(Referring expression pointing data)
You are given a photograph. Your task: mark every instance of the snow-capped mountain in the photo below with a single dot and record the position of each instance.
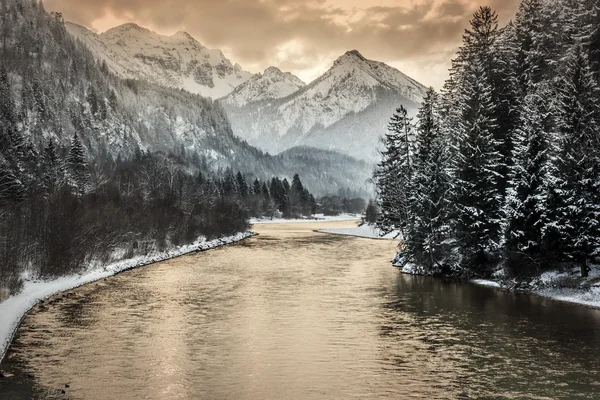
(271, 85)
(177, 61)
(346, 110)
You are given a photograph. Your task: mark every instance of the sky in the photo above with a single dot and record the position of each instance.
(419, 37)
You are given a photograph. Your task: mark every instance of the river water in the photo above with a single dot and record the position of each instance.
(294, 314)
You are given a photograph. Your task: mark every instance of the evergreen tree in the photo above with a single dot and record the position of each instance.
(574, 204)
(256, 187)
(77, 166)
(478, 205)
(527, 199)
(393, 174)
(242, 185)
(430, 188)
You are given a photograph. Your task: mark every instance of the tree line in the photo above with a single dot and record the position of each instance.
(501, 170)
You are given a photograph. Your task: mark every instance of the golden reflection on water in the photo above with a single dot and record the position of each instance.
(294, 314)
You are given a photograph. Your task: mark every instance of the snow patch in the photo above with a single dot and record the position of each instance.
(315, 218)
(363, 231)
(13, 309)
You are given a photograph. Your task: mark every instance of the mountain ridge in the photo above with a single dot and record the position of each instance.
(354, 89)
(178, 61)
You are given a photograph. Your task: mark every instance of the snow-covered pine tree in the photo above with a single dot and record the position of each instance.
(394, 173)
(242, 185)
(77, 166)
(586, 21)
(528, 191)
(574, 206)
(478, 214)
(429, 189)
(478, 198)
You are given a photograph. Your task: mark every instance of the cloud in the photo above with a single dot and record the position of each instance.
(302, 36)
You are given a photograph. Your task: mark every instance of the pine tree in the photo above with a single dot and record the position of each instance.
(11, 141)
(394, 173)
(574, 204)
(478, 212)
(298, 196)
(430, 188)
(242, 185)
(256, 187)
(528, 193)
(478, 195)
(77, 166)
(52, 166)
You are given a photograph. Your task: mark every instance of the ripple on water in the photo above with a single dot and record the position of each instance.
(296, 314)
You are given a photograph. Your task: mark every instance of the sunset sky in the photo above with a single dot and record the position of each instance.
(418, 37)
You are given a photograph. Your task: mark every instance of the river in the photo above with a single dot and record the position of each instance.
(294, 314)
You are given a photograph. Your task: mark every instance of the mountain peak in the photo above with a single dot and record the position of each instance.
(272, 71)
(128, 27)
(350, 56)
(183, 35)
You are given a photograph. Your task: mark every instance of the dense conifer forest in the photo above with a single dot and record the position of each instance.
(500, 172)
(94, 168)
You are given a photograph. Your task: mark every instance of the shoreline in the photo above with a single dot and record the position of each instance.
(14, 309)
(549, 282)
(588, 298)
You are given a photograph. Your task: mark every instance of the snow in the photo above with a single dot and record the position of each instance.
(553, 285)
(177, 61)
(315, 218)
(13, 309)
(271, 85)
(315, 115)
(487, 283)
(363, 231)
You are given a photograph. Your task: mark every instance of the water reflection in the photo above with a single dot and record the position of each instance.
(295, 314)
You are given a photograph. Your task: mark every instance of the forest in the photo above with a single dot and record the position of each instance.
(94, 168)
(500, 172)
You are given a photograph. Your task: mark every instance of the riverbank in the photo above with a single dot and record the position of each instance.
(315, 218)
(363, 231)
(566, 286)
(13, 309)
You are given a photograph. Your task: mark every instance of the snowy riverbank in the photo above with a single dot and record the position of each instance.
(363, 231)
(315, 218)
(13, 309)
(566, 286)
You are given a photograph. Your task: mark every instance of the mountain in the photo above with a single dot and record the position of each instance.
(271, 85)
(55, 89)
(346, 110)
(177, 61)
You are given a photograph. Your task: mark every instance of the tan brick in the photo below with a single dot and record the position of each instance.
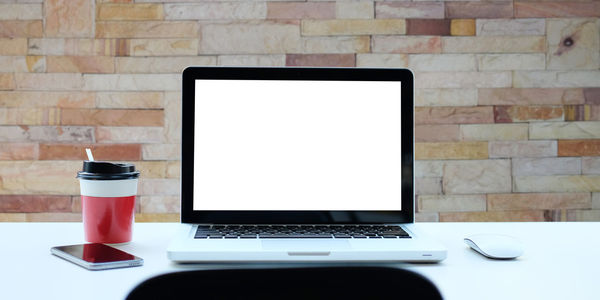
(18, 151)
(353, 27)
(163, 47)
(14, 46)
(147, 29)
(445, 97)
(493, 132)
(528, 96)
(477, 177)
(451, 203)
(492, 44)
(129, 12)
(39, 177)
(250, 38)
(500, 149)
(498, 216)
(527, 201)
(46, 99)
(462, 27)
(129, 100)
(20, 29)
(80, 64)
(69, 18)
(556, 184)
(567, 130)
(407, 44)
(454, 115)
(462, 150)
(129, 135)
(109, 152)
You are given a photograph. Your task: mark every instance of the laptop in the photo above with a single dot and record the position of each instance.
(298, 165)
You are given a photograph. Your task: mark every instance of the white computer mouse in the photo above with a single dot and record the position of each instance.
(497, 246)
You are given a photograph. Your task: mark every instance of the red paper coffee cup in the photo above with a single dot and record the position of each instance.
(108, 201)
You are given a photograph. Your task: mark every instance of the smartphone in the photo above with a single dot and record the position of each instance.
(97, 256)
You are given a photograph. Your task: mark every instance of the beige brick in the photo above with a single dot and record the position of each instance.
(463, 79)
(14, 46)
(445, 97)
(381, 60)
(129, 100)
(546, 166)
(161, 151)
(581, 52)
(550, 79)
(477, 177)
(80, 64)
(216, 11)
(48, 81)
(273, 60)
(528, 201)
(171, 64)
(354, 9)
(499, 149)
(129, 135)
(20, 11)
(441, 62)
(493, 132)
(147, 29)
(250, 38)
(528, 96)
(353, 27)
(131, 82)
(47, 99)
(493, 44)
(450, 203)
(407, 44)
(500, 62)
(462, 150)
(567, 130)
(128, 12)
(510, 27)
(163, 47)
(39, 177)
(343, 44)
(69, 18)
(556, 184)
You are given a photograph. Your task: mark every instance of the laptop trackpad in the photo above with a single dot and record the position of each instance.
(314, 246)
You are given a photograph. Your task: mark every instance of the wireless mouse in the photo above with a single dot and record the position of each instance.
(495, 246)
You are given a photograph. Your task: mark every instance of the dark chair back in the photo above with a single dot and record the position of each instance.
(289, 283)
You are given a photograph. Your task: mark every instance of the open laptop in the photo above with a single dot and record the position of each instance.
(298, 164)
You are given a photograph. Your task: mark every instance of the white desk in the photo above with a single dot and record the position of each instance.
(561, 261)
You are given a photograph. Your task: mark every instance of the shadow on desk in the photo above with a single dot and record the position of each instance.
(289, 283)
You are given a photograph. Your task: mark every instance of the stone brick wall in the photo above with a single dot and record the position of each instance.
(508, 94)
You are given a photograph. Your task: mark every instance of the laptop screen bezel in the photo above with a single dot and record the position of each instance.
(189, 215)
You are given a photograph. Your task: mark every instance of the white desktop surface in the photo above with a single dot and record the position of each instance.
(561, 261)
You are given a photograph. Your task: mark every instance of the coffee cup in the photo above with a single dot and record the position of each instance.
(108, 193)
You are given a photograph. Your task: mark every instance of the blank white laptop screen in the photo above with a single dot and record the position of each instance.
(297, 145)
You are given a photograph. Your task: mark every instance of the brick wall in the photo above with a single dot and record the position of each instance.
(508, 94)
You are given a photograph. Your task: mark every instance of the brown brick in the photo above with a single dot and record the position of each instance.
(321, 60)
(479, 10)
(121, 152)
(510, 114)
(557, 9)
(427, 27)
(113, 117)
(17, 29)
(454, 115)
(579, 148)
(34, 203)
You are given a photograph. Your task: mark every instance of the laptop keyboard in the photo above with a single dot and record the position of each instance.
(300, 232)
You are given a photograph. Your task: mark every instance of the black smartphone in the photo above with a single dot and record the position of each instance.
(96, 256)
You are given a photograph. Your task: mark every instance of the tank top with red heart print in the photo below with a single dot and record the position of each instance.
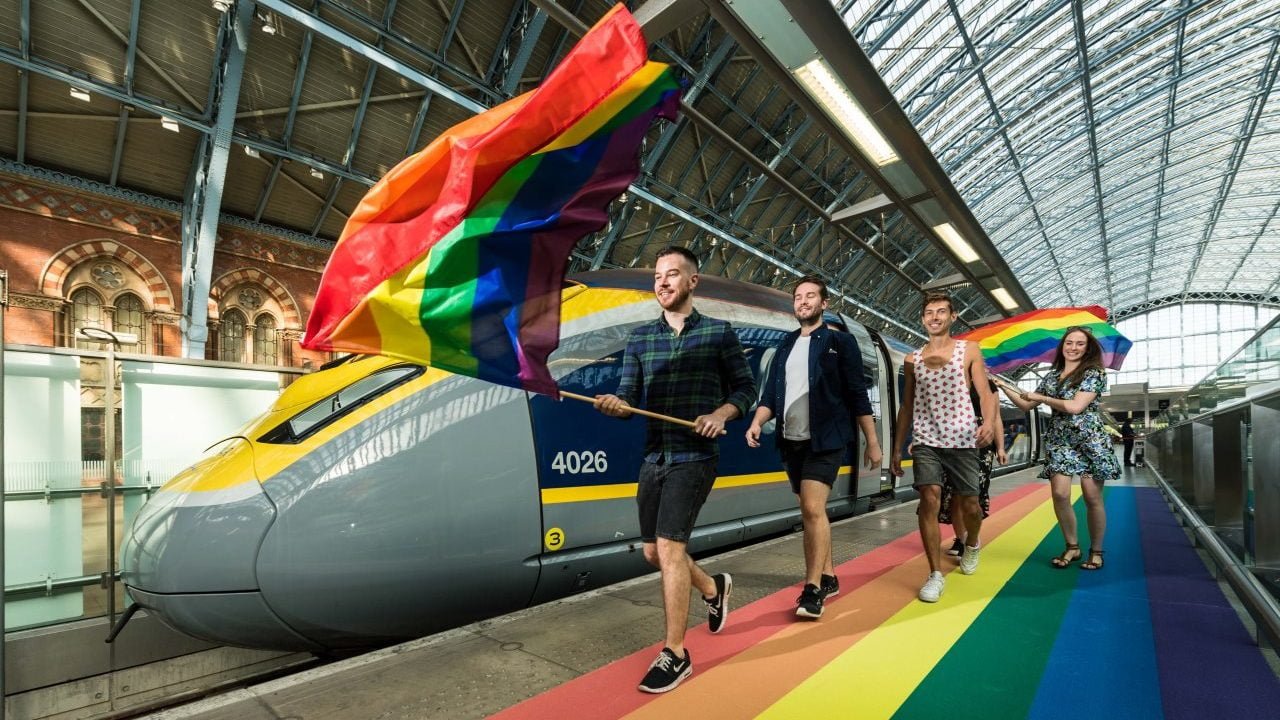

- **What the task requires**: Skip the pictures and give the entries above again word for word.

- **The completed task**:
You are given a photograph. Your task: mark every instance of the snow-capped mountain in the photo below with a single dot and record the position of each instance.
(271, 85)
(177, 61)
(346, 110)
You are given a photograph. Your task: mark every instance of the sky in the photo above with a single dot and record the position of each instance.
(419, 37)
You are given a photograph. Your task: mark every instance of the river water in the photo above with a single dot and record the position of each instance.
(294, 314)
You are given a photograph. Your task: mark every instance of the evergreen tree in the photo above with a single dot and record the position of each instance.
(574, 204)
(256, 187)
(77, 166)
(478, 205)
(527, 199)
(393, 174)
(242, 185)
(430, 188)
You are given a photograph. Your task: mark every instance of the tree line in the photo above with a single dot and record the position of each instance.
(501, 170)
You are given a photograph. Your task: mark every instance of the golden reflection on water in the photo above with a single dot and record the position of each instance.
(294, 314)
You are given a photograph. Your task: mark every instance of the snow patch in the photo above with a single dot and record the position of each instance.
(315, 218)
(363, 231)
(13, 309)
You are given a photograph. Your task: mark every instance of the mountain ridge in the photo above with a single dot and record the position of each instance.
(354, 89)
(178, 61)
You are given a photograph. Your task: mark every instance of the snow-covered pine tree in the photo above with a single dot and record the position of each instance.
(394, 173)
(242, 185)
(77, 166)
(586, 21)
(528, 191)
(574, 206)
(478, 214)
(429, 189)
(478, 198)
You are given a photograph. Your task: mark every instance of the cloud in the photo above with a single dot and record the position of each instance.
(302, 36)
You are given a photograph. Your task: mark every instance of the pine tree in the photo above with a single dot and record the position of each instance.
(11, 141)
(394, 173)
(574, 204)
(478, 212)
(298, 196)
(430, 188)
(242, 185)
(256, 187)
(528, 193)
(478, 195)
(77, 166)
(52, 166)
You are given a photograph. Your task: mark every instance of the ripple on water in the photo above with a single dot and record the position of each instance.
(296, 314)
You are given a photograph. Your task: mark every instance of the sunset sky in the photo above with a single dot and record the position of each instance.
(418, 37)
You are given a photograph. Your task: mark every instance of the river in the photo above with a single dot and record the position of each instance.
(294, 314)
You are given a photograph. Your task: mark every instance of the mountain peak in the photo above with a single dot and record the position of each instance.
(272, 71)
(128, 27)
(350, 56)
(183, 35)
You are given a photograph. Your task: mark every instance of the dense conifer forest in the photo above with a single dot and record the position of each instance.
(500, 172)
(94, 168)
You are given a photograph. Your task: mark every instance of the shoreline in the photo above with a single dot and record the position of each instance.
(14, 309)
(549, 282)
(588, 298)
You are given a photograph. Your task: mark every instance of the snow in the photo above with a single dot and record the position of each instance.
(553, 285)
(177, 61)
(315, 218)
(13, 309)
(271, 85)
(315, 115)
(487, 283)
(363, 231)
You are given a photograph. Your task: mark every instance of the water reflection in the photo above with a single dot and record the position of each instance.
(295, 314)
You are given a photograph. Your task: mark every instance of the forest in the photo above with a single dot and record the position of each instance.
(94, 168)
(500, 172)
You are given a photograph. Your task: mark every instance of the riverbank in the photo above with a single dot and record the position of each instance.
(315, 218)
(363, 231)
(566, 286)
(13, 309)
You are given a photograph. Your task: mark every instance of the snowy riverbank in the photo above with a single dot and record the position of each instance.
(363, 231)
(315, 218)
(13, 309)
(566, 286)
You are given a photograph. Your task: mark every instance of the mountain in the photo above with a single dot and record the position of each instance.
(271, 85)
(55, 89)
(346, 110)
(177, 61)
You are given a photograph. Your task: mark every instance of the tan brick in the photo below with a single dot and record the position of each instance.
(18, 151)
(353, 27)
(163, 47)
(14, 46)
(147, 29)
(445, 97)
(493, 132)
(528, 96)
(477, 177)
(451, 203)
(492, 44)
(129, 12)
(39, 177)
(250, 38)
(500, 149)
(498, 216)
(527, 201)
(46, 99)
(462, 27)
(129, 100)
(20, 29)
(80, 64)
(69, 18)
(556, 184)
(567, 130)
(407, 44)
(454, 115)
(462, 150)
(129, 135)
(109, 152)
You are given a photograph. Your task: mark every instance of the laptop in the photo above with a single dot and record the position of each instance.
(298, 165)
You are given a photograph. Your task: mark every instance of the white computer mouse in the photo above with a single dot and record the position of each instance.
(497, 246)
You are given a photograph. Your task: mark every instance of the red paper coffee cup in the photo above with a single dot and record the position of each instance.
(108, 201)
You are given a photograph. Your task: mark every instance of the smartphone in the photo above with a single dot and record the position of each instance.
(97, 256)
You are given a photograph. Your task: mark every instance of the beige brick in the photo above with a single dot and record the position of each instance.
(463, 79)
(14, 46)
(445, 97)
(381, 60)
(129, 100)
(546, 166)
(161, 151)
(581, 52)
(550, 79)
(477, 177)
(80, 64)
(216, 11)
(48, 81)
(273, 60)
(528, 201)
(171, 64)
(354, 9)
(499, 149)
(129, 135)
(20, 11)
(441, 62)
(493, 132)
(147, 29)
(250, 38)
(528, 96)
(353, 27)
(131, 82)
(47, 99)
(493, 44)
(450, 203)
(407, 44)
(500, 62)
(462, 150)
(567, 130)
(128, 12)
(510, 27)
(163, 47)
(39, 177)
(343, 44)
(69, 18)
(556, 184)
You are given a photograph. Your task: mark every instance of the laptop trackpad in the photo above with a single dot and record the position of each instance.
(314, 246)
You are given a photograph. Your task: mark every instance of the wireless mouse in the photo above with a single dot and record the position of each instance.
(495, 246)
You are given a photograph. Your task: mark every instance of the dark chair back in the photo above with a single dot and record the position of each instance.
(289, 283)
You are given a photograph. Your task: mark every instance of the open laptop in the photo above with a single dot and record the position of each instance.
(298, 164)
You are given a photograph. Your task: mark every instance of the white desk in the photo above with a single dot and record the position of each instance.
(561, 261)
You are given a photograph. Your task: mark every instance of the shadow on desk in the photo above with a single dot and record the position of each instance.
(289, 283)
You are given a photograph. Your task: mark every instance of the stone brick wall in the photo above with a single dot and record the position of each instance.
(508, 94)
You are given a photograph. Your task: mark every instance of the laptop screen bezel in the photo above with a single dot and record the position of each instance.
(189, 215)
You are given a photograph. Your task: mark every instance of the white desktop surface in the photo above with a single dot and record the position of each instance.
(561, 261)
You are given a photograph. Your task: mark every instance of the coffee cup in the photo above with a single dot and record the position of each instance.
(108, 193)
You are given a photograph. Your task: mark every instance of the blank white laptop screen in the photo above with a single dot and record the position of each instance.
(297, 145)
You are given a photograph. Your task: mark every instance of the brick wall in the photo above with a single dot and record the position of each instance.
(508, 94)
You are given a photograph. Your task: mark every instance of the brown brick in the photo above with a single dot and record the position of each instance.
(321, 60)
(479, 10)
(121, 152)
(510, 114)
(557, 9)
(427, 27)
(113, 117)
(17, 29)
(454, 115)
(579, 148)
(34, 203)
You are given a photograph. Your task: mark every instance of the laptop keyboard in the photo above with a single dot and record the position of each instance.
(300, 232)
You are given a photograph. Your task: mark every instance of the black smartphone in the photo above with a single dot and record the position of each instance.
(96, 256)
You are given a photograph. Your task: mark every instance of the tank top with red heart print in the photo below with a single dot and record the position of each instance.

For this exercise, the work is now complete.